[Entries from a pointing dataset]
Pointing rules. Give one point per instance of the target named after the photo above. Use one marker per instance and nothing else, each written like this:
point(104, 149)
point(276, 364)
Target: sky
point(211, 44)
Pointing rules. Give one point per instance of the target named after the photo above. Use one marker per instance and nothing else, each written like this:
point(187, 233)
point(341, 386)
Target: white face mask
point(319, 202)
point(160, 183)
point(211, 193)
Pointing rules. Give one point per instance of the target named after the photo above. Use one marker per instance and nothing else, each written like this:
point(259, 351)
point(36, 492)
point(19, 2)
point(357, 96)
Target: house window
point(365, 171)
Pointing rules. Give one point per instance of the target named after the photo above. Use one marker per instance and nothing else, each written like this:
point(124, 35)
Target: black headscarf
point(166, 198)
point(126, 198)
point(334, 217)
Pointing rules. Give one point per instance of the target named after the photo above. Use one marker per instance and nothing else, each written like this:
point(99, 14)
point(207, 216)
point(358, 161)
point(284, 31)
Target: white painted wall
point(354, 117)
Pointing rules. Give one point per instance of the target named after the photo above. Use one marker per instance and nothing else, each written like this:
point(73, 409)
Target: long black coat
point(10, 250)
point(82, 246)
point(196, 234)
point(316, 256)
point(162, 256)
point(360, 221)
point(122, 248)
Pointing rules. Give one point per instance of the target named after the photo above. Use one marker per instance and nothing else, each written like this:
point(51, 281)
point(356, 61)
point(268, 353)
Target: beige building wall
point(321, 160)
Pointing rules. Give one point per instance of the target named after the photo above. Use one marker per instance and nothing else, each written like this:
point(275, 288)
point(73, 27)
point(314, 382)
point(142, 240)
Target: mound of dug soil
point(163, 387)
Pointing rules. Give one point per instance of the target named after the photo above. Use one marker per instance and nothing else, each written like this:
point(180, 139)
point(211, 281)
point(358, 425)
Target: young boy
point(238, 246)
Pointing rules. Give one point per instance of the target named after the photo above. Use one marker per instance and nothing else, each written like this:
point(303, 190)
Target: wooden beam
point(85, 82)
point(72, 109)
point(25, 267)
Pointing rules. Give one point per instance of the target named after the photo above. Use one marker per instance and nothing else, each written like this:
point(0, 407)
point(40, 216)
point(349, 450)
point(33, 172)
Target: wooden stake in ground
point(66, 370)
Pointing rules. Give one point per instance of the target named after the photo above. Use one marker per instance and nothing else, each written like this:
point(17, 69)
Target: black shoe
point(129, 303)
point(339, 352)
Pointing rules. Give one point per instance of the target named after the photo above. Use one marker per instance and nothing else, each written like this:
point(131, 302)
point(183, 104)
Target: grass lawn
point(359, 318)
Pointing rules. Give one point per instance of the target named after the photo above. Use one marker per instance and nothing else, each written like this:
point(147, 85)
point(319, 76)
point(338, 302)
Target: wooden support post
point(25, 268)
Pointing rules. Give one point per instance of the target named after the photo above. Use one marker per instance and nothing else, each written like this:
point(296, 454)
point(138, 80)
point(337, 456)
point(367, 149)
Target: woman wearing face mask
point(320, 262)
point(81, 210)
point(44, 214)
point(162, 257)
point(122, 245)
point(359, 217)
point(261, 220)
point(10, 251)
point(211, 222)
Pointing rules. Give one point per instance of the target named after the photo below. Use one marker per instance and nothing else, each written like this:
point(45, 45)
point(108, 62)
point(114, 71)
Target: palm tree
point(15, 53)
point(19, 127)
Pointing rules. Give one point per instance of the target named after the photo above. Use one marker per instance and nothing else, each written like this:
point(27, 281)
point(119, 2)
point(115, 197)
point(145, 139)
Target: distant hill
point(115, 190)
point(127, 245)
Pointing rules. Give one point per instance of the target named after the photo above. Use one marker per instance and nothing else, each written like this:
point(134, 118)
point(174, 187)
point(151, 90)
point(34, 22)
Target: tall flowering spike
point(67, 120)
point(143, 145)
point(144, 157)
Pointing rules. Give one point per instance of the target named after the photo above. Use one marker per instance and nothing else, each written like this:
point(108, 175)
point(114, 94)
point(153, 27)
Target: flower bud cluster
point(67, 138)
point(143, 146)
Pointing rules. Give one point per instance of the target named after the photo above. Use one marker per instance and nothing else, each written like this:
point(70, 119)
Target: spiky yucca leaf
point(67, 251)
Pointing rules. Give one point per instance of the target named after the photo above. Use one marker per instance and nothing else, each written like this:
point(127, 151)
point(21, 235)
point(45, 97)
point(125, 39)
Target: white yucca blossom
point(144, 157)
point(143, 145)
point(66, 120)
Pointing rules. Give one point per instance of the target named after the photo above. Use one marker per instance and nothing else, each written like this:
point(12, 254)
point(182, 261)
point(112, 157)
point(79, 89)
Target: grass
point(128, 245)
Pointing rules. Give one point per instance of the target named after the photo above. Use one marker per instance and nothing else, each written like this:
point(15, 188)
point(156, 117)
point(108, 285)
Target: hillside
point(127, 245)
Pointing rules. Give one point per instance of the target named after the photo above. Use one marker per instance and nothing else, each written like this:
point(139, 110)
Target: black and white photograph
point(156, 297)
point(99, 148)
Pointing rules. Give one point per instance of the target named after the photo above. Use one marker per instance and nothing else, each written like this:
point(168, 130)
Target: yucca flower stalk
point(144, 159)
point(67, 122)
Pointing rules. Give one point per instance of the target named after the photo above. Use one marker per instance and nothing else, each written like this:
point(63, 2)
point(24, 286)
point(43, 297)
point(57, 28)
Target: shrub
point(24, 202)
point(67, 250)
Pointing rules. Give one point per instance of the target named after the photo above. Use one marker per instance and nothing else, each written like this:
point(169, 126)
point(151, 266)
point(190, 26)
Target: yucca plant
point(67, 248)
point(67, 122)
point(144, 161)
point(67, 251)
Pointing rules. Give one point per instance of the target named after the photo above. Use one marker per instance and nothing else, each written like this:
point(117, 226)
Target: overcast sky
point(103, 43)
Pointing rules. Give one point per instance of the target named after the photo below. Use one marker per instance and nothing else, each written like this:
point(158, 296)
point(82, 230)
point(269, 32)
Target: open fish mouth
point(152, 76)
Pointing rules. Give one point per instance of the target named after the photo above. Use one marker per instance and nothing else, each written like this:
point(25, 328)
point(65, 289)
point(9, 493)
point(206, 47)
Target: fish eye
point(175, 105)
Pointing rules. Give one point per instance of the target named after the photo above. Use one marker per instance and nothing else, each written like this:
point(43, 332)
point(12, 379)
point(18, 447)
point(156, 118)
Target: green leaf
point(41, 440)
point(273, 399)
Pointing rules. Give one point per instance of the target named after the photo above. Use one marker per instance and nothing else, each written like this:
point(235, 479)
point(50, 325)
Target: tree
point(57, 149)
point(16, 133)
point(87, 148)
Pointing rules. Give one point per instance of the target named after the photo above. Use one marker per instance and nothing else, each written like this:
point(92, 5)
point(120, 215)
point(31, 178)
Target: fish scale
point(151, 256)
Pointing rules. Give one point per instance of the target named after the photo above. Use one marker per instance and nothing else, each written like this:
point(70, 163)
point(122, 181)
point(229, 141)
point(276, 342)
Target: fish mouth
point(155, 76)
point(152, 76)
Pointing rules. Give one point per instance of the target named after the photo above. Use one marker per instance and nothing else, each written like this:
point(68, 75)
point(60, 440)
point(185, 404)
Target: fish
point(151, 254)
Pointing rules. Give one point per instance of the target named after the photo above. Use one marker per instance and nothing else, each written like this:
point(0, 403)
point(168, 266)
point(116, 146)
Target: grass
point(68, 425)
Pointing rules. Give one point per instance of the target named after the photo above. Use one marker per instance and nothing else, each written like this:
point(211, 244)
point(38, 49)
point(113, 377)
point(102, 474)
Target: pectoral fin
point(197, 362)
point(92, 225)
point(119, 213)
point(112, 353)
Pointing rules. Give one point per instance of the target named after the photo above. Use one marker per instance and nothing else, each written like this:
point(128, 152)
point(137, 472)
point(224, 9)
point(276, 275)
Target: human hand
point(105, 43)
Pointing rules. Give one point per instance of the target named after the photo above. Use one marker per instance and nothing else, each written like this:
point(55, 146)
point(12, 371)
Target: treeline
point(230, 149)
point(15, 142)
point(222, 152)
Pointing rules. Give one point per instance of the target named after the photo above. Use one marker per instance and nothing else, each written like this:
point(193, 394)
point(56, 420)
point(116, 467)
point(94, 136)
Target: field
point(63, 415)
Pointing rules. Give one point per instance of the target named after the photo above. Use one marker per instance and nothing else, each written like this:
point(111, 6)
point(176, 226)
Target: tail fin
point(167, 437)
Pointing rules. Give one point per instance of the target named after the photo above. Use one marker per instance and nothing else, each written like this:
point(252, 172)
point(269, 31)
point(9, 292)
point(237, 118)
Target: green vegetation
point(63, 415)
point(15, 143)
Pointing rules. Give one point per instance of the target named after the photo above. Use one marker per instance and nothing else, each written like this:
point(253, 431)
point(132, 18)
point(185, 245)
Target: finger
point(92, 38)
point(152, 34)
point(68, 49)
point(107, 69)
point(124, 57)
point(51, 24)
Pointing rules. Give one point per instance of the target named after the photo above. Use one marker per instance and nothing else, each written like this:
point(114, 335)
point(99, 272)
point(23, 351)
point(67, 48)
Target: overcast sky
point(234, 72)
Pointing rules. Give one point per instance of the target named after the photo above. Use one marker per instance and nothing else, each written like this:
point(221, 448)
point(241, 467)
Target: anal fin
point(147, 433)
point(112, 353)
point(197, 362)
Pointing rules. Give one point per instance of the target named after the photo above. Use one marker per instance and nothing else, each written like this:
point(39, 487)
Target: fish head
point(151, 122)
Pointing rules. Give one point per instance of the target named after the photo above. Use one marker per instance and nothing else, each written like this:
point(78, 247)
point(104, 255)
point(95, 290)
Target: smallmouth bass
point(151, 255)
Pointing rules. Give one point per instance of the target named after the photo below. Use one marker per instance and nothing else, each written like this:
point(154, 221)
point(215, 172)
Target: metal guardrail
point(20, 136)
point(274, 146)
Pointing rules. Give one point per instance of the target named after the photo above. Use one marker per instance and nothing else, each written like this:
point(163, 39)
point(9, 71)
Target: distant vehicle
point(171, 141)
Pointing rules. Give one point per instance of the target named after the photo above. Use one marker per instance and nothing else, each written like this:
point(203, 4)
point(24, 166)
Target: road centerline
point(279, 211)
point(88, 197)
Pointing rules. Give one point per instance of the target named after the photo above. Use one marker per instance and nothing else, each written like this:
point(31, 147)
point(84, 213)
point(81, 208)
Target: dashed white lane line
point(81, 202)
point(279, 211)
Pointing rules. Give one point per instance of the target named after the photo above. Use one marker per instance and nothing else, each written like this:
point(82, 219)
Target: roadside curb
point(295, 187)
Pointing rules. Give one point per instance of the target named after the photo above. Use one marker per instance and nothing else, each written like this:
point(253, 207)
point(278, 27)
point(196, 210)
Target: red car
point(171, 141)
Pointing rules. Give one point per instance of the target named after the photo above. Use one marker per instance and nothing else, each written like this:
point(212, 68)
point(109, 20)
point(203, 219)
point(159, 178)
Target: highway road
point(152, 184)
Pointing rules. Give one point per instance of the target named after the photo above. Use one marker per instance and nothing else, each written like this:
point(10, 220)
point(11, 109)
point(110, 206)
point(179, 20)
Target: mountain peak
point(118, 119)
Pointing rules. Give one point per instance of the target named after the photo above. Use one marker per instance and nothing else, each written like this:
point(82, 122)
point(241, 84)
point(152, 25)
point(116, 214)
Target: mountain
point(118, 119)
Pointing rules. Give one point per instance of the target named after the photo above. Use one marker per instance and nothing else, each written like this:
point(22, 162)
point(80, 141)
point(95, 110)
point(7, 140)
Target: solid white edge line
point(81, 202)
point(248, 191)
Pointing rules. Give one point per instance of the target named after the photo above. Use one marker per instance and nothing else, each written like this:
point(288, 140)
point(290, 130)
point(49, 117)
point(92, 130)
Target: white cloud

» Direction
Please copy out, word for word, everything from the start of the records down to the line containing "point(211, 193)", including that line.

» Task output
Pointing rules. Give one point per instance of the target named after the photo above. Use one marker per instance and nothing else, each written like this:
point(104, 149)
point(276, 364)
Target: sky
point(211, 44)
Pointing rules. Give one point per instance of the target named after the photo above. Use one marker per instance and nothing else, each written like this:
point(187, 233)
point(341, 386)
Target: white face mask
point(319, 202)
point(160, 183)
point(211, 193)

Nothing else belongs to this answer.